* DATASET ENTRIES:
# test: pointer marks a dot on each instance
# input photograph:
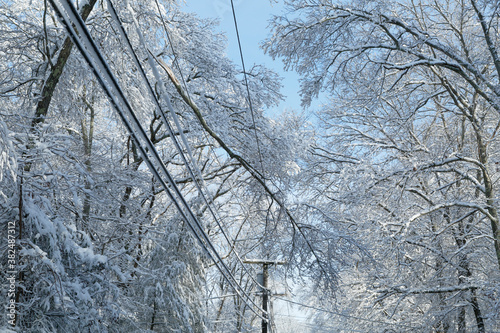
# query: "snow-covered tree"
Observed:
(408, 160)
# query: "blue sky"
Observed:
(253, 18)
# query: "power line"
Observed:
(103, 73)
(248, 89)
(342, 314)
(139, 66)
(176, 63)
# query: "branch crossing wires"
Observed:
(248, 89)
(176, 63)
(84, 42)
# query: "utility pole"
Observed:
(265, 291)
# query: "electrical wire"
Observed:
(176, 63)
(180, 130)
(118, 100)
(342, 315)
(248, 89)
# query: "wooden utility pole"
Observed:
(265, 291)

* WHAT THE EXERCISE ASKS: Each record has to be set down verbatim, and the pictures must not appear in the copy.

* ANSWER FOR THIS EXERCISE:
# test: pointer marks a dot on each instance
# input photograph:
# query: "snow-covered tree"
Observed:
(408, 160)
# query: "blue sky"
Observed:
(253, 18)
# query: "power line"
Observed:
(103, 73)
(248, 89)
(342, 314)
(139, 66)
(176, 63)
# query: "branch crossing wires"
Observed:
(248, 89)
(176, 63)
(84, 42)
# query: "utility pole"
Observed:
(265, 291)
# query: "electrical wire"
Observed:
(176, 63)
(180, 130)
(118, 100)
(342, 315)
(248, 89)
# query: "wooden utility pole"
Observed:
(265, 291)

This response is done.